• _Selected text_:

Hypothesis / aims of study
In the management of male stress urinary incontinence a distinction is made between functional and compressive sling implants. An example of a functional sling is the AdVance™ sling (AMS Men’s Health/Boston Scientific, MA, USA) that was introduced in 2006. Sling fixation is permanent, but unobstructed voiding was demonstrated in postoperative pressure-flow studies . In contrast compressive slings work by increasing urethral closure pressure (UCP) that can adjusted to patients’ individual postoperative conditions.
To date only very scarce data on urethral closure pressure after male sling implantation exist. The most frequently proposed pressures in the literature range between 30 and 60 cmH2O. However, there is no consensus which pressure is ideal to restore continence in males. Some authors declare a pressure of 50 cmH2O as a reasonable threshold, whereby maximal urethral closure pressure (MUCP) and retrograde leak point pressure (RLPP) were equally applicable parameters .
We introduce a novel anchored male continence system that facilitates the insertion process by avoiding large trocars. Effectivity was measured as retrograde leak point pressure in fresh male cadavers.
Study design, materials and methods
The newly developed male sling system has a bilateral anchor fixation within the obturator foramen. The development was based on the experience of transobturator anchoring techniques in female continence surgery. The objective is to facilitate the insertion process of the male sling and to reduce the risk of the procedure by avoiding large needles or trocars. As a fundamental part of the developing process the obturator region was extensively studied and measured in male cadavers. With particular respect to safety and stability the optimal area for anchor insertion was determined. For the utilization in males also a new inserter was developed. Pressure adaptation on the bulbar urethra is achieved with a water filled cushion that is integrated in the central part of the sling. The filling process is conducted via a subcutaneous port. We performed simulated operations in seven fresh male cadavers and measured the retrograde leak point pressure with a central venous pressure manometer. In each cadaver four series of measurements were conducted after sling insertion, sling tensioning, sling fixation, and wound closure. The cushion was filled stepwise with 1 ml of sterile water up to 20 ml, with measurement of RLPP.

• _Dataset_:
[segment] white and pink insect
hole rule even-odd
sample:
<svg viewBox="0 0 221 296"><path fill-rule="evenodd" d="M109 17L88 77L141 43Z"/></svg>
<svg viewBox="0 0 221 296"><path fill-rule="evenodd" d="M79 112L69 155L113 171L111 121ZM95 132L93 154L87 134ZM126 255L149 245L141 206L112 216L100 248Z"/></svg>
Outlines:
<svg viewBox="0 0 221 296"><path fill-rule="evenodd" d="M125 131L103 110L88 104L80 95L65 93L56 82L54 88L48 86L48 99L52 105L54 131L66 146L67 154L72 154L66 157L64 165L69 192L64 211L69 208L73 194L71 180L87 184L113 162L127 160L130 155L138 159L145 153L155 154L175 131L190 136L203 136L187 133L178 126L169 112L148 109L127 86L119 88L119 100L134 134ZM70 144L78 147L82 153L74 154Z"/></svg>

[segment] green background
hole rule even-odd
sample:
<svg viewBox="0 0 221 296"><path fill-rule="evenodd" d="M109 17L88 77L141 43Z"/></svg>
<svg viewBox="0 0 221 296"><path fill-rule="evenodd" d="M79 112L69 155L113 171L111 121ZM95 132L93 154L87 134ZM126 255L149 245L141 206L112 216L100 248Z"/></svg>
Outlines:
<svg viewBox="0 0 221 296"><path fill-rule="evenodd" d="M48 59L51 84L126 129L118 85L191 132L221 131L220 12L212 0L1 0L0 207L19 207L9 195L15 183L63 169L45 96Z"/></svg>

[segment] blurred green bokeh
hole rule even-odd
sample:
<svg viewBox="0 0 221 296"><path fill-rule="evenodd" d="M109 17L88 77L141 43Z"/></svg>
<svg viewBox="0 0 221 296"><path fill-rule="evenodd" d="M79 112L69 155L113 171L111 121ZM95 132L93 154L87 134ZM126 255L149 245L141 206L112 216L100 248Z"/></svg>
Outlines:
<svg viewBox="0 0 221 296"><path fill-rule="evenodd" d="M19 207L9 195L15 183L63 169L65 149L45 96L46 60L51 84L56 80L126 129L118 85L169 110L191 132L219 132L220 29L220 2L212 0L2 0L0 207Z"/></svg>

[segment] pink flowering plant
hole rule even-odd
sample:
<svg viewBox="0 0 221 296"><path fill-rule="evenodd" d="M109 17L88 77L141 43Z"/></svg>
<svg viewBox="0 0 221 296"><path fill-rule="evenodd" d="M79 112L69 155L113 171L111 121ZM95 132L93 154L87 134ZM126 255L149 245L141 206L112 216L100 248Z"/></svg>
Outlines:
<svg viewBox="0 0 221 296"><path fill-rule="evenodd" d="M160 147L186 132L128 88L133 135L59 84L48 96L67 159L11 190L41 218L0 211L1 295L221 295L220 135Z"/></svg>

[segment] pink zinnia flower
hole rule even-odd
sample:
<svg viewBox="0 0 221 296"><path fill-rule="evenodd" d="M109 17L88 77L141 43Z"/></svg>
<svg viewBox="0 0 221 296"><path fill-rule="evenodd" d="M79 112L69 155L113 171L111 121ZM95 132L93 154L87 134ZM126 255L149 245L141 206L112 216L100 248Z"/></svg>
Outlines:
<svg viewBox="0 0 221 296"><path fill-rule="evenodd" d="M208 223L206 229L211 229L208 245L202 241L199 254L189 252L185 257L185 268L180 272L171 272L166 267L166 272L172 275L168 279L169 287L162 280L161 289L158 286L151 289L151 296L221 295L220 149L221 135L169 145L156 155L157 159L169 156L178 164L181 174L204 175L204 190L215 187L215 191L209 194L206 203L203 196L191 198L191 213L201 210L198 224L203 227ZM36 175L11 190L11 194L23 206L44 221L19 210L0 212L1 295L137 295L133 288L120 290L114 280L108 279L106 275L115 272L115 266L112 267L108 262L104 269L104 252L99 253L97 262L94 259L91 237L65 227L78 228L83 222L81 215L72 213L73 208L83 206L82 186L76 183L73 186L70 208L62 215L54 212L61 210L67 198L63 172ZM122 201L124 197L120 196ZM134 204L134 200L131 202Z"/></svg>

• _Goal of the exercise_: Please answer from the sling study text: how many fresh male cadavers were used for the simulated operations?

• _Solution for this task_: Seven.